> **What the task asks**: Convert the records below into a numbered list, taking everything from the line containing "sunglasses in the image above." down to the line containing "565;318;613;347", both lines included, and omitting any blank lines. Include no other lines.
───── Recorded data ─────
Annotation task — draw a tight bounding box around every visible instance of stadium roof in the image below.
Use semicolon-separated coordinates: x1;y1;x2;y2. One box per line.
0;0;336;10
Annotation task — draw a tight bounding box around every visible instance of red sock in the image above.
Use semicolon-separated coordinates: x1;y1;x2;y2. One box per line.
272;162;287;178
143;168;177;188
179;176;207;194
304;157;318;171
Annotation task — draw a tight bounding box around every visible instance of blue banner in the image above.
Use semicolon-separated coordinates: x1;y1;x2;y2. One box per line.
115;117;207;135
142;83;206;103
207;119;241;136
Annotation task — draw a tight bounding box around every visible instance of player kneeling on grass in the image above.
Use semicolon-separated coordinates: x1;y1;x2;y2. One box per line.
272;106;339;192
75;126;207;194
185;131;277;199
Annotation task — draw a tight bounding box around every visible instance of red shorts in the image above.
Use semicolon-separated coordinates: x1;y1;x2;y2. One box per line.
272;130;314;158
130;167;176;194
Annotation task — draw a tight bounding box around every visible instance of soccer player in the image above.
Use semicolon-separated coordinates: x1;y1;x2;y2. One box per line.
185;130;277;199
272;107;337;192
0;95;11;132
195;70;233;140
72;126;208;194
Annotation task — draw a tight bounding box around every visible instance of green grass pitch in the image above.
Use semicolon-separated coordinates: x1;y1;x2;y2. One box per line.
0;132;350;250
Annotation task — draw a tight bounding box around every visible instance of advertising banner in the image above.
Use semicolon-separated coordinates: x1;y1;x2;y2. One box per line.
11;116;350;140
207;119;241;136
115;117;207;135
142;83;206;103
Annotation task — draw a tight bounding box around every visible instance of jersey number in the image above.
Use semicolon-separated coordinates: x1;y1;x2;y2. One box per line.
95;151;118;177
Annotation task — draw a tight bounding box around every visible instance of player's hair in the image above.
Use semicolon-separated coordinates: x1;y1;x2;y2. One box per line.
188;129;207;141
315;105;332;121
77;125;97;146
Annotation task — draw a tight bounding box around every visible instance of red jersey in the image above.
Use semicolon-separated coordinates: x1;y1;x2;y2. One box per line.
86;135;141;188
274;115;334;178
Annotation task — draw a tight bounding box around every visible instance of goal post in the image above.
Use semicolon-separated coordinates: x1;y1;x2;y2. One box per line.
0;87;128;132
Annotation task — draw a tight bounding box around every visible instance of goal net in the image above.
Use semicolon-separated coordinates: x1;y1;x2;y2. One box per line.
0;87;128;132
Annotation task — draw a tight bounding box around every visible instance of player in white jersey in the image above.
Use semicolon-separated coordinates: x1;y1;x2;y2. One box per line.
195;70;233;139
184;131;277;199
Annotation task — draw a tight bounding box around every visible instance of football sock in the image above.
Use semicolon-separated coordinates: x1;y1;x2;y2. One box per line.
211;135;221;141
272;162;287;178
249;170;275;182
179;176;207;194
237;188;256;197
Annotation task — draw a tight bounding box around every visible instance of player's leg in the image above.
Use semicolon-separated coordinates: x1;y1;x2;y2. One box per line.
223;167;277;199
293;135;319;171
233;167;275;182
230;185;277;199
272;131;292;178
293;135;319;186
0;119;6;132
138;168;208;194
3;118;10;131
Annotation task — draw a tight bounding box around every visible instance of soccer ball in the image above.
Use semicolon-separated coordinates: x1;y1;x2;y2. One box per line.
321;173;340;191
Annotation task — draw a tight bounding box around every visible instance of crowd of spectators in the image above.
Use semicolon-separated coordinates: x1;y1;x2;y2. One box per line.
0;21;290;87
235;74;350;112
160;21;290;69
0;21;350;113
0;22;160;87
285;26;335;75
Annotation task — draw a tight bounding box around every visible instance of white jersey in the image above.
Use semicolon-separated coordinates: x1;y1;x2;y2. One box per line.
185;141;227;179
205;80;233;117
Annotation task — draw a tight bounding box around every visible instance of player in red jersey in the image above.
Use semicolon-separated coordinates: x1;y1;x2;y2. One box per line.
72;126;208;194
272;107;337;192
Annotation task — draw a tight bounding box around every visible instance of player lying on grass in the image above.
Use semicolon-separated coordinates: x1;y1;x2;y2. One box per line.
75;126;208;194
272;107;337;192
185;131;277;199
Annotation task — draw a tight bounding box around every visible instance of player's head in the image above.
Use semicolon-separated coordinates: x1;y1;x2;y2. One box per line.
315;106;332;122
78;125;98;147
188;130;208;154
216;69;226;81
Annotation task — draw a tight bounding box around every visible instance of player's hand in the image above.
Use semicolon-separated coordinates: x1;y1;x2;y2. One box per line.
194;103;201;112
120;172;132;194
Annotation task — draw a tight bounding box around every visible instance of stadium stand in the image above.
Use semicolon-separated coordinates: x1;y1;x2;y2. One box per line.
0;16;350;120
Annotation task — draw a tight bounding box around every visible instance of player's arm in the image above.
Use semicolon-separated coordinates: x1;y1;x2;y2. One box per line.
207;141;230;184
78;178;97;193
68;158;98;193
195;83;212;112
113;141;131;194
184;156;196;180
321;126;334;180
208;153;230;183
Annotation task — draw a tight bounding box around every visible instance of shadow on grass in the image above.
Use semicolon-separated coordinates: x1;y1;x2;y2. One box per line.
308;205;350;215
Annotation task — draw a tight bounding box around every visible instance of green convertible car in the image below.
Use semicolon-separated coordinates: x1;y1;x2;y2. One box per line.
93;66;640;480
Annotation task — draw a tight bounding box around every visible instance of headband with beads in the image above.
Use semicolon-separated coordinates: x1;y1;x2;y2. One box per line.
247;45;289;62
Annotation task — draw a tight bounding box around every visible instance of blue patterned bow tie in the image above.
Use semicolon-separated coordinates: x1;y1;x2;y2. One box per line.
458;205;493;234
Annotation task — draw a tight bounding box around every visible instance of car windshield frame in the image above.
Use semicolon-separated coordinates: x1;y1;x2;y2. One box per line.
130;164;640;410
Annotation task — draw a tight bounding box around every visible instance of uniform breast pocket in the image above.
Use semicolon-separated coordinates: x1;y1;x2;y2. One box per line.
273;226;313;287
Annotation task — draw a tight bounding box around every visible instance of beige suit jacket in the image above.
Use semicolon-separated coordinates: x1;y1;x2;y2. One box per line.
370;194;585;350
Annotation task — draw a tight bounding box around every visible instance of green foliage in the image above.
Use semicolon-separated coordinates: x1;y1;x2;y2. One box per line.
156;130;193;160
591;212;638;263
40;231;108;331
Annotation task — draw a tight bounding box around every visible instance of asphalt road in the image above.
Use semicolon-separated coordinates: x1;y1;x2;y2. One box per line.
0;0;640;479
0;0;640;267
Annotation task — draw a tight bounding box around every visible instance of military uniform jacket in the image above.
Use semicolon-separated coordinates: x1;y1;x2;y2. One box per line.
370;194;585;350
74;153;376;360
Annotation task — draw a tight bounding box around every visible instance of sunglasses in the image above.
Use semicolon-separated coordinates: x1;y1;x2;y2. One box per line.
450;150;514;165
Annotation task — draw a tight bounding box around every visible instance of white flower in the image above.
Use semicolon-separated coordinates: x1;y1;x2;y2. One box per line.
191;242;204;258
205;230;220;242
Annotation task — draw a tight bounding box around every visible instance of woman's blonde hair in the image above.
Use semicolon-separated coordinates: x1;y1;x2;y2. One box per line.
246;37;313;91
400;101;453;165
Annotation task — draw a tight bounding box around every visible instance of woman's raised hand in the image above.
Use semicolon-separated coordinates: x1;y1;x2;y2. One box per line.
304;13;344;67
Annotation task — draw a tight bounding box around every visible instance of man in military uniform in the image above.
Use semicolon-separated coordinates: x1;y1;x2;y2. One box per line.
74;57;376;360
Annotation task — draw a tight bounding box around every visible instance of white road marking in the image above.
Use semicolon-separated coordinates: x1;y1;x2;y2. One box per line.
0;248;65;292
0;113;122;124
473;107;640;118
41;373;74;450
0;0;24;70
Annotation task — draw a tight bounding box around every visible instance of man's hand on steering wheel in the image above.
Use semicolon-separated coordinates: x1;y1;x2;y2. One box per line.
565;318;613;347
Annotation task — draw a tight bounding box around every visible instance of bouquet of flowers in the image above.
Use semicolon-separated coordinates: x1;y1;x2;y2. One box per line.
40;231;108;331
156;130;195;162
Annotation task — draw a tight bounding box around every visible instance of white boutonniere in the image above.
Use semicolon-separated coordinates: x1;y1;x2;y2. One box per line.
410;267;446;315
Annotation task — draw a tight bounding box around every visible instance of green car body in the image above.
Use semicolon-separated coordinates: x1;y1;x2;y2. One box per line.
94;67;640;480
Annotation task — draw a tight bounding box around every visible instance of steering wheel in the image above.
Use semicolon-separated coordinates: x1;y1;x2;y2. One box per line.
─────
> **Task output**:
1. Annotation task — draw a tight bounding box around every visible instance of sunglasses in the image above.
2. Use semicolon-separated coordinates: x1;y1;x2;y2. One box per line.
3. 450;150;514;165
4. Annotation task — draw a tight bounding box around every visible instance of white flower in the image above.
5. Use semicolon-separated coordinates: x1;y1;x2;y2. One box per line.
6. 191;242;204;258
7. 205;230;220;242
8. Annotation task — draw a tight bounding box around every visible instance of woman's blonde hair in the image above.
9. Use semicolon-separated coordinates: x1;y1;x2;y2. One box per line.
10. 246;37;313;91
11. 400;101;453;165
12. Annotation task — draw a tight bounding box around every visible instance of woman's raised hand in the image above.
13. Use semicolon-separated coordinates: x1;y1;x2;y2. One box per line.
14. 304;13;344;67
15. Annotation task — draw a tight bounding box around every visible instance of man in military uniform in the image above.
16. Use semicolon-separated coordinates: x1;y1;x2;y2. One box per line.
17. 74;57;376;360
18. Annotation task — draw a tight bounding box around every visible instance of white road marking in the image above.
19. Use semicolon-separated coordinates: x1;y1;x2;y2. One box per line.
20. 0;248;65;292
21. 0;113;122;124
22. 473;107;640;118
23. 41;373;74;450
24. 0;0;24;70
25. Annotation task — draw a tight bounding box around every visible instance of man's hand on steering wheel in the image above.
26. Use semicolon-separated coordinates: x1;y1;x2;y2. One box per line.
27. 565;318;613;347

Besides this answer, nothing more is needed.